■ **JOB**
Start at the line containing "of the reflective" and transcribe every line exactly through the end of the records below, and only those lines.

★ ★ ★ ★ ★

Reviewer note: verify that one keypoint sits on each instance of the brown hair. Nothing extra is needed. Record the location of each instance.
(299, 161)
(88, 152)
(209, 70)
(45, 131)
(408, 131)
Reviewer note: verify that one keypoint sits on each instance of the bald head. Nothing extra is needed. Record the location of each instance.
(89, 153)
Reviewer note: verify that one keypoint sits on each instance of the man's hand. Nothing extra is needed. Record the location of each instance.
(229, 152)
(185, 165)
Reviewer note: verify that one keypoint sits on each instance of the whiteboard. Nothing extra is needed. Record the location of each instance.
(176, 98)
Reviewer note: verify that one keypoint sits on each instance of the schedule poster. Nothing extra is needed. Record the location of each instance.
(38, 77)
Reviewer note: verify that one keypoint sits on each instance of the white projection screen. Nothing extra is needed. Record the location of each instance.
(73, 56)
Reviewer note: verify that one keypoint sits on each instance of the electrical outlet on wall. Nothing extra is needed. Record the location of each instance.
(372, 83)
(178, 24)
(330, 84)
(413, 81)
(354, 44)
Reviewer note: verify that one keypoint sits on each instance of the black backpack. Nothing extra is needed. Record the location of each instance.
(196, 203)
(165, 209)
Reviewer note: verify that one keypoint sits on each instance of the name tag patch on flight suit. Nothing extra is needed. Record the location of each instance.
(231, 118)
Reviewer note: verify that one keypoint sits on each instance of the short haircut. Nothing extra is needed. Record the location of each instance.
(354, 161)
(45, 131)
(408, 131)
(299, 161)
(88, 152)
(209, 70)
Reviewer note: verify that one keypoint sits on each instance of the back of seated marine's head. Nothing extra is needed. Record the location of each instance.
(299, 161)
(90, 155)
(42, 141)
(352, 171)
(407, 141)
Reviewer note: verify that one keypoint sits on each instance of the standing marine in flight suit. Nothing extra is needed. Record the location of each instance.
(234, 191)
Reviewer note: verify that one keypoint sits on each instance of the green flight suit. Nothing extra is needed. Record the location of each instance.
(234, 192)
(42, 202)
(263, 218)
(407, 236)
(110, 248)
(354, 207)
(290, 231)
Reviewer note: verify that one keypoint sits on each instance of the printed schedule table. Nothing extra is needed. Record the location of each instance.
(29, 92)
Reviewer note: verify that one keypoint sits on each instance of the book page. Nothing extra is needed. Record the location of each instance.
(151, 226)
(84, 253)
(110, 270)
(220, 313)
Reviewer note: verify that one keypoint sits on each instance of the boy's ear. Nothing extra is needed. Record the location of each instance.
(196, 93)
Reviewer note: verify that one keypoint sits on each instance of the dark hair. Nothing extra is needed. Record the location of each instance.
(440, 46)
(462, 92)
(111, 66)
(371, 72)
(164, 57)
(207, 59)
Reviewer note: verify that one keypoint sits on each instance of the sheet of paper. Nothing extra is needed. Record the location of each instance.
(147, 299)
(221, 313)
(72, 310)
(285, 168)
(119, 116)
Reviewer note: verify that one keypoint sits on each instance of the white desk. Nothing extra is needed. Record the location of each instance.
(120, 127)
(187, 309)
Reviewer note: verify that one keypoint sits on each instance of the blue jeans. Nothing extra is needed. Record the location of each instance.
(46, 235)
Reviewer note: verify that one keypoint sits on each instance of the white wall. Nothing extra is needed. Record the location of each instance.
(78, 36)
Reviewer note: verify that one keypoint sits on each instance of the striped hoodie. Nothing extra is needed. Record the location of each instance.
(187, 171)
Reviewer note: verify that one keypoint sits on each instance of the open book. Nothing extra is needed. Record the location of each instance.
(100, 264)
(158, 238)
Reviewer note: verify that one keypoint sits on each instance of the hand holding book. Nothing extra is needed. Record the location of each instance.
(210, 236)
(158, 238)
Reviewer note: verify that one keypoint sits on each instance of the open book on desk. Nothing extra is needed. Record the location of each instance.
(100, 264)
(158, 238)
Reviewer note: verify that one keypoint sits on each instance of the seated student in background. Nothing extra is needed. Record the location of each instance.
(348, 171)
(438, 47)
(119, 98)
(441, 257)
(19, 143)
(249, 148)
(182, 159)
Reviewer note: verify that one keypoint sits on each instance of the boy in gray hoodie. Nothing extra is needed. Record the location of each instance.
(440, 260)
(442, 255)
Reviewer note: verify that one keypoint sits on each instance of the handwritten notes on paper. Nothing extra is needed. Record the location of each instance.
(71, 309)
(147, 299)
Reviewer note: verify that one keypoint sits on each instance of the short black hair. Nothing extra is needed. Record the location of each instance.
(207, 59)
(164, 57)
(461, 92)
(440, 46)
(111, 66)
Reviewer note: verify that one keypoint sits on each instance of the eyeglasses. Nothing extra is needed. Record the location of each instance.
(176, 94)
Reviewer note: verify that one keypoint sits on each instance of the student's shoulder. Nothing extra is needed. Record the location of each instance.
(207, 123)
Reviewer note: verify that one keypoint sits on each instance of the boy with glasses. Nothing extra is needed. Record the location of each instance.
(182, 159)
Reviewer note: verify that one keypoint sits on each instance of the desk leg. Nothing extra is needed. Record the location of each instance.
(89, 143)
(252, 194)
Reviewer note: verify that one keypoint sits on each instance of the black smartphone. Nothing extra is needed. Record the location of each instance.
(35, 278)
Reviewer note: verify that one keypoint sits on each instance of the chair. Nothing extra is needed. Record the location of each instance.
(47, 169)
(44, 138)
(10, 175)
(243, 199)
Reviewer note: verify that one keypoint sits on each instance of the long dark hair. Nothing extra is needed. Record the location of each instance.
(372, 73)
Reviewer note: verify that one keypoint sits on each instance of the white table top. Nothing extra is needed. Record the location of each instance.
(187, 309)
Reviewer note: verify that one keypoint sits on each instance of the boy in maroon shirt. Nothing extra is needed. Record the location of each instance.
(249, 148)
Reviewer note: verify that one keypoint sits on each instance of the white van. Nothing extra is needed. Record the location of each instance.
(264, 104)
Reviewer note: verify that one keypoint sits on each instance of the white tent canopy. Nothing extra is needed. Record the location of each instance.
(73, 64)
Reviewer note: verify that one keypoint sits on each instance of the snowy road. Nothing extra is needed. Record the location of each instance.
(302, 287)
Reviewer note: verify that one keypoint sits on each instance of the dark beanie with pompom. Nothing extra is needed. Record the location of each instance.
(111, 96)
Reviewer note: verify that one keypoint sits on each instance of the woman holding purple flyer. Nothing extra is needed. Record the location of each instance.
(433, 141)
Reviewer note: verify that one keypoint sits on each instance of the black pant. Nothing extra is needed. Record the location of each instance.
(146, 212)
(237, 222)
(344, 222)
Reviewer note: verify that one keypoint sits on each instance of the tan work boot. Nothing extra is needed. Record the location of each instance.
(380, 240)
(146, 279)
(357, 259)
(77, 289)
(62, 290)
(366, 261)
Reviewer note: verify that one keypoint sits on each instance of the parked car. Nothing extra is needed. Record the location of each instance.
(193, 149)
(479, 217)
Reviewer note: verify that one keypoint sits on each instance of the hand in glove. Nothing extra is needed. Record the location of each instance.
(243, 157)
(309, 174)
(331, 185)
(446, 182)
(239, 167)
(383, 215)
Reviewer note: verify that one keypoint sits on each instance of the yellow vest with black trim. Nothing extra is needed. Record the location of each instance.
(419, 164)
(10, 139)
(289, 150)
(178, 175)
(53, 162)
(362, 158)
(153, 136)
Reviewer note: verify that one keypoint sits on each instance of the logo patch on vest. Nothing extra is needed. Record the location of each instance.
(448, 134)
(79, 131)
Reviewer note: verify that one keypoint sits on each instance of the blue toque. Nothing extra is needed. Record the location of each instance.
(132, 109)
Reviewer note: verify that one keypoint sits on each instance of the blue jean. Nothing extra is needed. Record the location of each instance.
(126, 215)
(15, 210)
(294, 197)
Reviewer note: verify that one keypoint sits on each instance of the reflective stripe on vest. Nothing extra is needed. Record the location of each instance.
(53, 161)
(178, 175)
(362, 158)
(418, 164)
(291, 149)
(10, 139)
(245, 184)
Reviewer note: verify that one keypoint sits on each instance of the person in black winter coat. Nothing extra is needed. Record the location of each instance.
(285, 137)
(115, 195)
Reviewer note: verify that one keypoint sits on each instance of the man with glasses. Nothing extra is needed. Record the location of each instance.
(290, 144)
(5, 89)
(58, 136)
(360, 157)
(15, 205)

★ ★ ★ ★ ★

■ **TASK RESULT**
Reviewer note: verify that one keypoint sits on each instance of the reflective stripe on vest. Nothing extra is needed. Record the location of each instance.
(53, 161)
(178, 175)
(362, 158)
(418, 164)
(291, 149)
(10, 139)
(245, 184)
Reviewer note: verify that one keypoint sits on each instance of the person in black winter coat. Nothing extra is needed. Record the location of each instance.
(285, 137)
(115, 195)
Reviewer note: verify that one keypoint sits on each instance of the man with glasses. Nothing extra is needed. Record the location of each instance.
(290, 144)
(5, 89)
(58, 136)
(360, 157)
(15, 205)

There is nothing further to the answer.